### [Compito da svolgere]
Rispondi alle domande seguenti usando il brano sulla politica di Francesco.
(a) Quale pellegrinaggio dimostra il tipo di politica costruita da Francesco?
(b) Tra quali due paesi si svolge la paziente mediazione?
(c) Che cosa è la vera radice della continuità?

Come dimostra il pellegrinaggio di pace in Bahrain quella costruita da Francesco, nei suoi viaggi, nei suoi incontri e nell’attività diplomatica della “Chiesa in uscita”, è una politica aperta, estranea a compromessi o ad alleanze di comodo, laica ma coinvolta, libera e rivolta ai poveri e a ogni situazione di bisogno e di sofferenza, estranea al giudizio e capace di sostenere e accompagnare con volto di madre. E tale modalità, lungi dal rappresentare una debolezza, si trasforma al contrario in motivo di forza e di autorevolezza, come si rende evidente nella paziente mediazione tra Russia e Ucraina. L’opera della Chiesa diventa efficace non quando essa difende le sue posizioni, ma quando è libera e povera, ancorandosi alla vera ricchezza, che le viene da Dio. Riferendosi alla Chiesa povera per i poveri Francesco cita continuamente i suoi predecessori. E naturalmente tutti citano il Vangelo, che alla fine è la vera radice della continuità.

### [Materiale fornito]
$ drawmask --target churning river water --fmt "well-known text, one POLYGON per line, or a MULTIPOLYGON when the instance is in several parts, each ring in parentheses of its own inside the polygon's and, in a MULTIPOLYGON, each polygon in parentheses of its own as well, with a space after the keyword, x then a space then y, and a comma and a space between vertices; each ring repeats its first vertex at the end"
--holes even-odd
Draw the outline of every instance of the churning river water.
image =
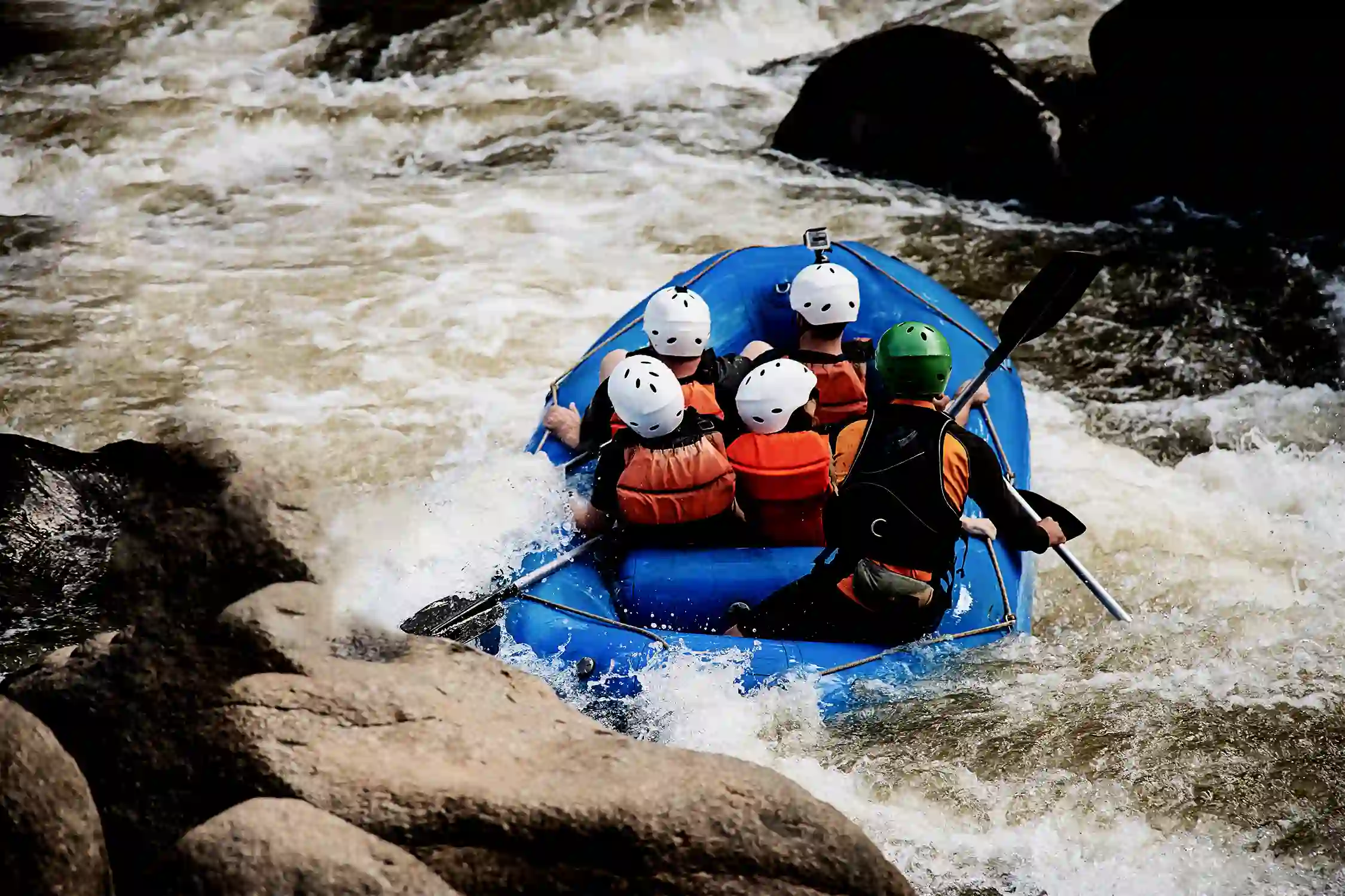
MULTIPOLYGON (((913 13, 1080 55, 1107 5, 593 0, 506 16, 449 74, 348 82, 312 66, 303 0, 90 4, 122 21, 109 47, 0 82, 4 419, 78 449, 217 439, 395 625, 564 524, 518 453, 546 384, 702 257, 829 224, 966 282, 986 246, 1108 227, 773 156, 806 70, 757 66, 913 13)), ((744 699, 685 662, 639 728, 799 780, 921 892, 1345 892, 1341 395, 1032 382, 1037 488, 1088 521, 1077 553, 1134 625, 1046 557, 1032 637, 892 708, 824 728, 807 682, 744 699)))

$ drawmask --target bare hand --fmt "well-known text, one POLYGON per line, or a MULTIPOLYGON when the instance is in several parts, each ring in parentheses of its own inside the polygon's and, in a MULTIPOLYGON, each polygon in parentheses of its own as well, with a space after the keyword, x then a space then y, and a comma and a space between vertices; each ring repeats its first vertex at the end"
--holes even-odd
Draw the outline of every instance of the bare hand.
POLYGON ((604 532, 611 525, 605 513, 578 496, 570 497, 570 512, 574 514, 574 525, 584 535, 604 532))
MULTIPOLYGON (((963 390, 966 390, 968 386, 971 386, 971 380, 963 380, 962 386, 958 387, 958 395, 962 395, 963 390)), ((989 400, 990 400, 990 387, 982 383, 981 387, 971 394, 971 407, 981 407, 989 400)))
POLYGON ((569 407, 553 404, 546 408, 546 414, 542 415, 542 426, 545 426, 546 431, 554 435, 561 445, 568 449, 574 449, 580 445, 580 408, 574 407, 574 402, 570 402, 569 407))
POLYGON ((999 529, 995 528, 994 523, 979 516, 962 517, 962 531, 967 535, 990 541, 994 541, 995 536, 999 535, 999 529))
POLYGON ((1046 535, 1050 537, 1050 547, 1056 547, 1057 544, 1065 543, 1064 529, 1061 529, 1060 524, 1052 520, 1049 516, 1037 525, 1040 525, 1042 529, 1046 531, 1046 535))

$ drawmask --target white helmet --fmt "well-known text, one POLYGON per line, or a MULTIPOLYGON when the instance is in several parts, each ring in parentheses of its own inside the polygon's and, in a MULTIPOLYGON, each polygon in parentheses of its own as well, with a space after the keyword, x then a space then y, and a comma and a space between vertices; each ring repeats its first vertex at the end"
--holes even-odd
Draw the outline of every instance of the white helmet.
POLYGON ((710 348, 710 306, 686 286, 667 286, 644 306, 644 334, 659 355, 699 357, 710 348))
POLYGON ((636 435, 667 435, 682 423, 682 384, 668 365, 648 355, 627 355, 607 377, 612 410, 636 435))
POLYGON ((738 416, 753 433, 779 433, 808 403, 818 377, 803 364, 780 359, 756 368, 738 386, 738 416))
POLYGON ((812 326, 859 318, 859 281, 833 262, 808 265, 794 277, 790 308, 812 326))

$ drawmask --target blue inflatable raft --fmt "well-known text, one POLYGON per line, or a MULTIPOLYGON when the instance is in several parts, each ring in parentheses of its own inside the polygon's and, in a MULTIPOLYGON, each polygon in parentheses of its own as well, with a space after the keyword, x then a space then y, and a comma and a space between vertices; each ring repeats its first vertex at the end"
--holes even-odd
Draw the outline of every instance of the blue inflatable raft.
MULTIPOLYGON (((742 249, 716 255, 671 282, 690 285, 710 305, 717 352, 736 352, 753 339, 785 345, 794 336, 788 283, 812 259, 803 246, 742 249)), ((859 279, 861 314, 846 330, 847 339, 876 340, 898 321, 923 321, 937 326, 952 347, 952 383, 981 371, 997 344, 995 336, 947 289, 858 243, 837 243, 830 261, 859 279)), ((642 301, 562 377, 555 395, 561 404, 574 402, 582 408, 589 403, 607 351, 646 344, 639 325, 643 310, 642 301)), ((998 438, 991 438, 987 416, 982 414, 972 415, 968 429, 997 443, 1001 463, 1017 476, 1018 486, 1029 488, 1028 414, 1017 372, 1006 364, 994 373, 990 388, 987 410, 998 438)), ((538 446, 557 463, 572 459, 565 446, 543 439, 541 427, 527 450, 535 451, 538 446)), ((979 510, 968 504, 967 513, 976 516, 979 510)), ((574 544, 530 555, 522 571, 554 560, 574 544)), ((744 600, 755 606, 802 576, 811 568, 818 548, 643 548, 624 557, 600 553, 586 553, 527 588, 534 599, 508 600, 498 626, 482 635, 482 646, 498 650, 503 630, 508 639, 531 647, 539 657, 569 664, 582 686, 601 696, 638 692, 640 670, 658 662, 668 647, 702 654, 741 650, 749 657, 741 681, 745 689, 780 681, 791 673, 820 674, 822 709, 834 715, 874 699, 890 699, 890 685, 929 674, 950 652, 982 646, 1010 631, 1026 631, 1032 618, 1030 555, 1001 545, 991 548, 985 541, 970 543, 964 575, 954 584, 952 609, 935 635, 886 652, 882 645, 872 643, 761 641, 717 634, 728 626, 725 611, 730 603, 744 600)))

...

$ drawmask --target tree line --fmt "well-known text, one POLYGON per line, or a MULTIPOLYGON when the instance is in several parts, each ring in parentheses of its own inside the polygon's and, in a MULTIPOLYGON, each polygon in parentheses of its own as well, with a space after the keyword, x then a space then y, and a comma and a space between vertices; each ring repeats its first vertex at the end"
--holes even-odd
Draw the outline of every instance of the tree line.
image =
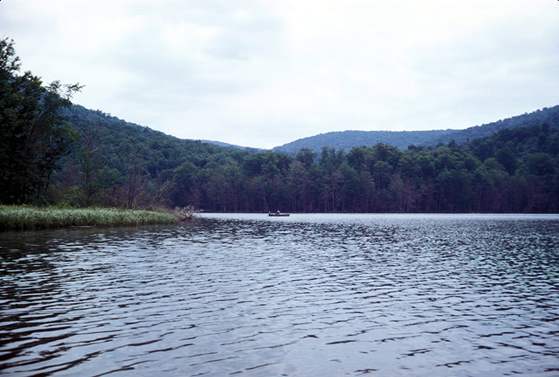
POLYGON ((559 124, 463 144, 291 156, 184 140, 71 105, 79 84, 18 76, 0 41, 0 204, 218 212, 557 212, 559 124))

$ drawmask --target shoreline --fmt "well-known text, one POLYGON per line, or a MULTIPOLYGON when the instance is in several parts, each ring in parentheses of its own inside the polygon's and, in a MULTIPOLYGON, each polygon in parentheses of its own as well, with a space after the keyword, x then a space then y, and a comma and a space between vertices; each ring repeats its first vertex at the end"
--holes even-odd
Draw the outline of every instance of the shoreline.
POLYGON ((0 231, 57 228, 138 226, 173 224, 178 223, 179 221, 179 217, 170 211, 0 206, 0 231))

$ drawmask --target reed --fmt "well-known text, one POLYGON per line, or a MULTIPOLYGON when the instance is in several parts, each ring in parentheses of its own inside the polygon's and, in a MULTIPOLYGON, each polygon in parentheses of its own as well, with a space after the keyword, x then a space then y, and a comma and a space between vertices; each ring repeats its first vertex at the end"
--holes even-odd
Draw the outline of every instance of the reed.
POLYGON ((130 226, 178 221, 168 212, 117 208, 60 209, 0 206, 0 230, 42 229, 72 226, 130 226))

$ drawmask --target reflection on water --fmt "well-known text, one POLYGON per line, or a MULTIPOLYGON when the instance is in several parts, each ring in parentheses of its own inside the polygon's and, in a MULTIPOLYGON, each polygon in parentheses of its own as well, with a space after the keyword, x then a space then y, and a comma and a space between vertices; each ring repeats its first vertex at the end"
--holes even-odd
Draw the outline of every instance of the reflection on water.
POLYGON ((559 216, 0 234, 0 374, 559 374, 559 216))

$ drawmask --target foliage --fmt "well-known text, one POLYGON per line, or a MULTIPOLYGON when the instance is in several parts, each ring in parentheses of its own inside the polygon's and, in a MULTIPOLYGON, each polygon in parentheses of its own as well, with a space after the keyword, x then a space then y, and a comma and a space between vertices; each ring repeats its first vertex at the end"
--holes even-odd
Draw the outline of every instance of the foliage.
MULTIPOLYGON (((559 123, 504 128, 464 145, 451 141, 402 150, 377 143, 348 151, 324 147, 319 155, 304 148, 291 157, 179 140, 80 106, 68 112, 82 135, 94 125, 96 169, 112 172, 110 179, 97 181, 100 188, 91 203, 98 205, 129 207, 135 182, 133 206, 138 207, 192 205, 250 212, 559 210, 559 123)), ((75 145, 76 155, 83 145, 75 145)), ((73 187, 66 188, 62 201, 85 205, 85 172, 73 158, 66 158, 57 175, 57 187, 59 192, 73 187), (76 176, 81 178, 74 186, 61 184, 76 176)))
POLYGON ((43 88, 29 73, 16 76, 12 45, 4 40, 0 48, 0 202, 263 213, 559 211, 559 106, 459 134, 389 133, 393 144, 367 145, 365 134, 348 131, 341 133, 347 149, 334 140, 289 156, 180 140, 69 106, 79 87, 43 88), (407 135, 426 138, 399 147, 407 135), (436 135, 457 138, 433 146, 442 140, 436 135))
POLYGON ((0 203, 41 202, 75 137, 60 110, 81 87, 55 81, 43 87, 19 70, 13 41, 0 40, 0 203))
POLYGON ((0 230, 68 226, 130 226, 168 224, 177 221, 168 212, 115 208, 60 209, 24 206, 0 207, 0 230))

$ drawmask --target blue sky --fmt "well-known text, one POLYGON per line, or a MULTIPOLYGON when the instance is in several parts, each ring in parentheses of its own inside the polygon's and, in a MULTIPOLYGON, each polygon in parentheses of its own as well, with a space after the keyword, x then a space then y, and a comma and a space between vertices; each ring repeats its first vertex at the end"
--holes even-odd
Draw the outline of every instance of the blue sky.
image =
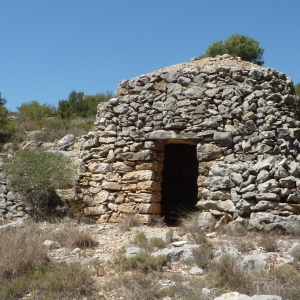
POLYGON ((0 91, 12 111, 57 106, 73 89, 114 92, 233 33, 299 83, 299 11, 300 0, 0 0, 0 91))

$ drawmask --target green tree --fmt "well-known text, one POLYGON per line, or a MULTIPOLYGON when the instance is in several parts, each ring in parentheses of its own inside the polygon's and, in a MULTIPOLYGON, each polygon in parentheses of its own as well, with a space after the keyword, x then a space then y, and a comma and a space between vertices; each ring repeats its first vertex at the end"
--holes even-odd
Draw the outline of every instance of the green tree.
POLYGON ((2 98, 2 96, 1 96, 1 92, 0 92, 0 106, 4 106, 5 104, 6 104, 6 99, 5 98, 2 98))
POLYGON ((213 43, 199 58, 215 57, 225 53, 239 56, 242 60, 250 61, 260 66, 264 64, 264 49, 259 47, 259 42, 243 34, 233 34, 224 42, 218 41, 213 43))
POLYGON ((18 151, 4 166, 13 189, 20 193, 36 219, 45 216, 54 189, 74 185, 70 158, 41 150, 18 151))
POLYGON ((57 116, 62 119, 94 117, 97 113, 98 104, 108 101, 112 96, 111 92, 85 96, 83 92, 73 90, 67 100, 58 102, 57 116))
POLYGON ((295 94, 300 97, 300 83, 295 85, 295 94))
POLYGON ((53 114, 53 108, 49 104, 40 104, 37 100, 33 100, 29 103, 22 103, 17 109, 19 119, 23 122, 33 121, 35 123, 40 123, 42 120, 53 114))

### [Soluzione del compito]
(a) Il pellegrinaggio di pace in Bahrain.
(b) Tra Russia e Ucraina.
(c) Il Vangelo.